*** Opening DATA TO EXAMINE ***
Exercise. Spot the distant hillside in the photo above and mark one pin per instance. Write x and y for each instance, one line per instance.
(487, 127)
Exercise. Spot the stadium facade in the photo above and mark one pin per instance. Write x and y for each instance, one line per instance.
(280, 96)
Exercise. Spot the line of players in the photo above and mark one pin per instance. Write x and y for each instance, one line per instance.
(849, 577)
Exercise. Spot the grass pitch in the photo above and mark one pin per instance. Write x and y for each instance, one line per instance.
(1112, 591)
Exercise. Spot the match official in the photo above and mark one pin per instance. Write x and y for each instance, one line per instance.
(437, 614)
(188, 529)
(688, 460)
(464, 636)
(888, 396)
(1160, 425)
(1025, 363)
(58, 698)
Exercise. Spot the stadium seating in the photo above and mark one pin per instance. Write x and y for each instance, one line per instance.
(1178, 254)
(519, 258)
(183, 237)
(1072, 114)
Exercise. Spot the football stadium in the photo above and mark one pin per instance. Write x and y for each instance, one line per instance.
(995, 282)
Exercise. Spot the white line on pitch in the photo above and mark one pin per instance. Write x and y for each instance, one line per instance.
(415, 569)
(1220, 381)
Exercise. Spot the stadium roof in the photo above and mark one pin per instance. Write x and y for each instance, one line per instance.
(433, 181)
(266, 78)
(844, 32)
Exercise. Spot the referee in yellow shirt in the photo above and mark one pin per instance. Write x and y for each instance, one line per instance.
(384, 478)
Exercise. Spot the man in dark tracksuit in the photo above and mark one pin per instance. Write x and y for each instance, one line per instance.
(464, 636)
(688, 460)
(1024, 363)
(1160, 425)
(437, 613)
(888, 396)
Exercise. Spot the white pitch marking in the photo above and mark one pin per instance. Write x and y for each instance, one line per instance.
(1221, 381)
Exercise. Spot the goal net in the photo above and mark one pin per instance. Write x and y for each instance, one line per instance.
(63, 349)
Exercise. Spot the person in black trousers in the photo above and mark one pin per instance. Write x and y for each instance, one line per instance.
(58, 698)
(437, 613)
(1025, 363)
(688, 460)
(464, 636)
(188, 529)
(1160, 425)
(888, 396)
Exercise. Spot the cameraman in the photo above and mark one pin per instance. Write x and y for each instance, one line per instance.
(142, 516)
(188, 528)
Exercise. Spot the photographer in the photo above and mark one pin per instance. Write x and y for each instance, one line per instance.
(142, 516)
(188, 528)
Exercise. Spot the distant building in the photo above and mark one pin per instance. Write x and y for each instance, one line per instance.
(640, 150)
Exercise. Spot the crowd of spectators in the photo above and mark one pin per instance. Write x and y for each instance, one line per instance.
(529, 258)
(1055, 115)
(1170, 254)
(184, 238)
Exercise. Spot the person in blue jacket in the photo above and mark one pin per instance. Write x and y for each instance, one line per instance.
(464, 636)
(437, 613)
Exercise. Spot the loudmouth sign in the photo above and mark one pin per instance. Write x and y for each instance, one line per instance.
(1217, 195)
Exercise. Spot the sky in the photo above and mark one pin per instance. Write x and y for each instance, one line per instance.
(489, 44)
*** Closing DATA TO EXAMINE ***
▶ _EXERCISE DETAILS_
Retype each line above exactly as written.

▶ _EXPECTED ANSWER_
Exercise. Spot the distant hillside in the photo above and mark one pin per instance. Write x and y for each instance, one line per instance.
(487, 127)
Exercise. Spot the stadium facade in the photo above and mark one pin per instance. Write x and y for each instance, one line per instance.
(280, 96)
Exercise. Spot the line of players in the photo above and mark one pin per instance. Write x and y for each instance, one line per instance.
(849, 577)
Exercise. Spot the grass pitch in the photo above and mark one pin per instance. Write x and y for each instance, one line per instance.
(1112, 591)
Exercise. Spot the match official in the photo above and mark one pin per instance. Write x and y for each instance, one line per instance.
(437, 614)
(188, 529)
(688, 460)
(464, 636)
(888, 396)
(1160, 425)
(1025, 363)
(58, 698)
Exercise. Spot the stadium seating in the photo above and mark one pin per instance. Write x and y for each instance, one line per instance.
(1178, 254)
(519, 258)
(183, 237)
(1072, 114)
Exercise. Spot the football stadium in the photo above and mark one pin per instance. Write x and y for each instance, one line per instance.
(995, 282)
Exercise. Spot the white line on pitch in the photo above and mark one pin per instance. Write x and y for each instance, one line per instance.
(415, 569)
(1220, 381)
Exercise. Spot the stadium roof in the photo above and mark one pin per instance. Write x and y for each instance, one line per instance.
(433, 181)
(266, 78)
(844, 32)
Exercise. Spot the referee in yellow shirt in the photo above and mark one pin per instance. Write x and y for each instance, one line per instance.
(384, 478)
Exercise. Spot the man in dark tracksuit in the photo above and mark one pin per instance. Write x and y for each instance, one line per instance.
(464, 636)
(688, 460)
(1024, 363)
(1160, 425)
(437, 613)
(888, 396)
Exercise. Spot the white pitch marking in the photo above and mark one pin per instance. Write x and y for each instance, one line per instance.
(1221, 381)
Exercise. Spot the goal net in the photo above and mark one pin per instance. Write x and y for each instance, one line per instance.
(63, 349)
Exercise. Spot the person in black trousers in the photo above and mark one pin per instance. Write x and y for each instance, one line per instance.
(58, 698)
(437, 613)
(1025, 363)
(688, 460)
(464, 636)
(188, 529)
(1160, 425)
(888, 396)
Exercise. Spot the cameraman in the photo above and mark one pin per instance. Write x and y for each instance, one line per instance.
(142, 516)
(188, 528)
Exercise. Spot the photographer in the photo above and mark one pin per instance. Write x and y for each instance, one line per instance.
(142, 516)
(188, 528)
Exercise. Spot the distant building in the photo above and mark one pin per instance. Write x and y for each instance, one line per instance.
(640, 150)
Exercise. Spot the crowd of spectators in the photo above and mark one pin per instance. Write x and y for each instance, one line per instance.
(529, 258)
(1055, 115)
(1170, 254)
(184, 238)
Exercise. Spot the person in blue jacket in the photo above and mark one pin per instance. Write x and y for each instance, one line per instance.
(464, 636)
(437, 613)
Exercise. Spot the loudmouth sign in the photo above and mark one pin per instance. Write x and y for each instance, one line per instance.
(1217, 195)
Exercise. Spot the sky in the photo above and mark one pin per instance. Write x and y for each instance, one line per instance.
(489, 44)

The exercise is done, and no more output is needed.